Mais où sont les Portugais de Suisse?
Pourquoi on ne retrouve pas de joueurs d’ascendance portugaise, communauté très présente dans la société helvète, dans l’effectif de la Nati.
La sélection suisse est composée de joueurs d’origine camerounaise, italienne, espagnole, kosovare, bosniaque… Mais c’est un fait: aucun footballeur aux racines portugaises n’a jamais défendu les couleurs de la Nati. Une anomalie qui interroge, puisque au pays de Roger Federer, les Lusitaniens sont le troisième contingent de population immigrée. Alors pourquoi ça ne matche pas, caraio?
L’été dernier, les footballeurs portugais ont débarqué en cascade dans le football professionnel suisse. Le conseiller des nouveaux propriétaires chinois du Grasshopper Zurich n’est autre que Jorge Mendes, le représentant de Cristiano Ronaldo et de José Mourinho. L’agent lusitanien, qui compte parmi les hommes les plus puissants du football européen, s’est chargé de marquer le club du sceau de son pays, plus que cela n’a jamais été fait par le passé, au sein de l’élite helvétique. Et pourtant, cela fait longtemps que les Portugais sont présents en Suisse.
Avec 260 000 représentants, ils y constituent même le troisième contingent de population immigrée, après les Italiens et les Allemands. Accessoirement, ils ont aussi une passion démesurée pour le football. Cet engouement, cumulé avec le total d’individus présents sur le territoire, s’est vérifié dans les données publiées par la fédération suisse (ASF) en juillet dernier: aucun groupe de population d’origine étrangère n’a plus de footballeurs licenciés que les Portugais. Avec environ 16 500 adhérents, ils devancent les Italiens et, de loin, les Allemands. Voilà pourquoi il est étonnant qu’ils n’aient à ce jour laissé aucune trace ou presque dans le foot professionnel helvète. Actuellement, seuls trois joueurs d’origine portugaise évoluent en Super League aux côtés d’Olivier Custodio (FC Lugano) et d’André Ribeiro (FC Saint-Gall). En Challenge League (D2), ils sont onze. Dans les équipes nationales (U19, U21 et A), seul Ricardo Azevedo (Servette) partage des origines avec les champions d’Europe en titre. Et alors que des joueurs originaires d’Italie, d’Espagne, du Kosovo ou de Turquie ont déjà usé leurs crampons pour la Nati, l’absence de Lusitaniens s’y fait encore aujourd’hui cruellement ressentir, bien qu’ils soient présents en masse dans le pays depuis les années 1980.
━━━━━━━━━━━━━━━━
D'après le texte sur les Portugais de Suisse, combien de footballeurs licenciés d'origine portugaise les chiffres publiés par l'ASF en juillet dénombrent-ils ? Les données ci-après n'ont aucun rapport avec le texte.

— DONNÉES ENREGISTRÉES —
━━━━━━━━━━━━━━━━
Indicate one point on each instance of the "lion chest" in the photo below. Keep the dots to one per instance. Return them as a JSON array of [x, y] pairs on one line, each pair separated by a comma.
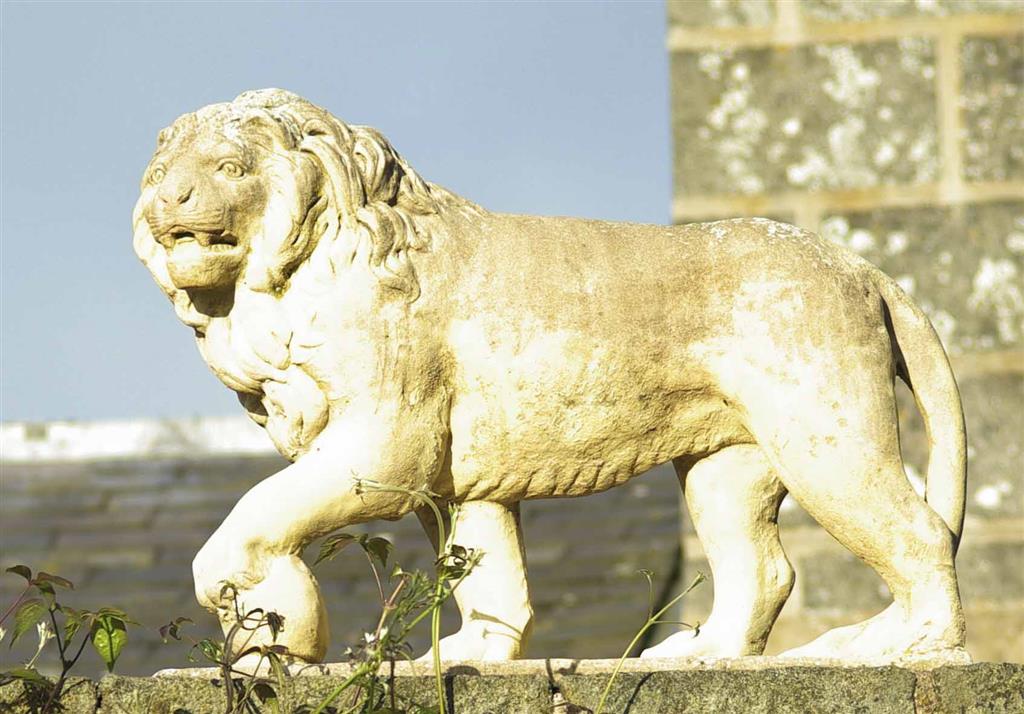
[[276, 393]]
━━━━━━━━━━━━━━━━
— RÉPONSE ATTENDUE —
Environ 16 500.